**Required action A:**
In the Shergar article, what rating does Shergar give Ivermectin?
**Required action B:**
Reproduce the part of the Shergar article starting with "FORMERLY MISSING, presumed" and going on through "WWN can reveal.".

**Text segment:**
┄┄┄┄┄┄

FORMERLY MISSING, presumed dead horse Shergar has sensationally confirmed to WWN that not only is he alive and well but that he owes his dramatic recovery to horse dewormer Ivermectin, WWN can reveal.
“Honestly, I’ve never felt better,” neighed Shergar, “it’s worked wonders for me but then again I’m a horse not a human operating under the misguided belief that I have an IQ above single digits”.
Giving the drug four hooves out of four, Shergar did caution that it might be best used by horses and that all humans trying to illegally acquire it should have their hay tested for the presence of LSD.
“You know that shit can kill a human, right? It’s all fun and sugar lumps until some eejit sees a screenshot from a crackpot who cherry picks results from a single study, carefully omitting the fact that Ivermectin is effective against Covid only using quantities that are fatal to humans,” Shergar offered.
The controversial drug has been labeled by idiots as a ‘miracle cure’ and dismissed by people who love lauding it over idiots, who have in turn come across as idiots themselves by citing false reports that the drug has caused infertility in 85% of men who have taken it.
Ivermectin has also been labeled by experts as ‘something for dickheads to argue over in the comment sections of Joe Rogan videos’.
“That’s enough about Ivermectin, I’ve a lot I’ve missed out on and things to catch up on. First question; was my dying wish to have any BBC podcasts about me narrated by Vanilla Ice honoured?”
“Second, tell me, what prison is Gerry Adams in? Can’t wait to see the look on his face when I trot in and pay him a visit. Sorry, he’s fucking what…?” concluded Shergar.

┄┄┄┄┄┄

**Supplied material:**
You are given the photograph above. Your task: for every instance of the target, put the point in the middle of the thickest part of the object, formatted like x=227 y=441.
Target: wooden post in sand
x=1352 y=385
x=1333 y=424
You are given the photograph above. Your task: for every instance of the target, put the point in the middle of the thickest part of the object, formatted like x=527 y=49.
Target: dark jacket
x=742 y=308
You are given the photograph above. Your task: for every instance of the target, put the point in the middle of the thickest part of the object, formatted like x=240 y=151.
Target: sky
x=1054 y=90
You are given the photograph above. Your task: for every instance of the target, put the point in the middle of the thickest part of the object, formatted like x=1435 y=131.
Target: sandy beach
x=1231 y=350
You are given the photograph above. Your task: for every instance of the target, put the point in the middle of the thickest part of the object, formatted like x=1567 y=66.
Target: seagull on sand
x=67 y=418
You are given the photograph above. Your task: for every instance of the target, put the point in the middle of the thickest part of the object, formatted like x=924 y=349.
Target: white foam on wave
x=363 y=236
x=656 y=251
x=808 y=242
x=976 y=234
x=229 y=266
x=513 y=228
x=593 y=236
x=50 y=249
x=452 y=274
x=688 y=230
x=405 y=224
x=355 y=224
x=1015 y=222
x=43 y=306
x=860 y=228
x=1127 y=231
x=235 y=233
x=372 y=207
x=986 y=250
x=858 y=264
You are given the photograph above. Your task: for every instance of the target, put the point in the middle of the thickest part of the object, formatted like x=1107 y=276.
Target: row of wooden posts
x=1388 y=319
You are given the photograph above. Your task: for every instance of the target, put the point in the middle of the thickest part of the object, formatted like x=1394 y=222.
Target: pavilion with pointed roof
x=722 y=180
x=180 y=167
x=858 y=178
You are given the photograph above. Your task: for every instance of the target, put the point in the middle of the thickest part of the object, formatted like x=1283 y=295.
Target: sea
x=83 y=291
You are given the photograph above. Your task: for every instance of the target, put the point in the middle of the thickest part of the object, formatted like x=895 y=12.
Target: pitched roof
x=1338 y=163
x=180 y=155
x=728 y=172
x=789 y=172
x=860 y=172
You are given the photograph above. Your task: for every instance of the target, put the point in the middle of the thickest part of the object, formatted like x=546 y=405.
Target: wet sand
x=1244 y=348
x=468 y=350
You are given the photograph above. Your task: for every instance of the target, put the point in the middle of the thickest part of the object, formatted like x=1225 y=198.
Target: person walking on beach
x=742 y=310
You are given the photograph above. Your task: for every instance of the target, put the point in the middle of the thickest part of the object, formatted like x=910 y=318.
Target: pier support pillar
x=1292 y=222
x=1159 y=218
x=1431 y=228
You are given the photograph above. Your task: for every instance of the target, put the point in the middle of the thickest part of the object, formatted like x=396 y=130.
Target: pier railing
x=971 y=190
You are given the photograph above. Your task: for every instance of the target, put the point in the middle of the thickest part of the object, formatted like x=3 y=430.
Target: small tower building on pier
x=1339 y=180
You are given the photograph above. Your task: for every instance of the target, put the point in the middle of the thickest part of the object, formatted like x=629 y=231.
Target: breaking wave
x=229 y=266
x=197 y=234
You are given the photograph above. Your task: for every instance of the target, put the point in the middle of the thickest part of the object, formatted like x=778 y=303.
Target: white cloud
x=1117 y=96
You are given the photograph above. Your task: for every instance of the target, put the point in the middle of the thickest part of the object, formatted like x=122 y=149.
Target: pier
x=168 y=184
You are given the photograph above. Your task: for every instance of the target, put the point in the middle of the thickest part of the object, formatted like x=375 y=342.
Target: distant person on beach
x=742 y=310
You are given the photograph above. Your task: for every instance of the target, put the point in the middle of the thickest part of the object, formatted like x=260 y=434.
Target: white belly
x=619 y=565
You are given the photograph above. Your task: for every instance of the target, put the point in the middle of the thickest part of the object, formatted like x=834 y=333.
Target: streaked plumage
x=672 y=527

┄┄┄┄┄┄

**Response A:**
Four hooves out of four.

**Response B:**
FORMERLY MISSING, presumed dead horse Shergar has sensationally confirmed to WWN that not only is he alive and well but that he owes his dramatic recovery to horse dewormer Ivermectin, WWN can reveal.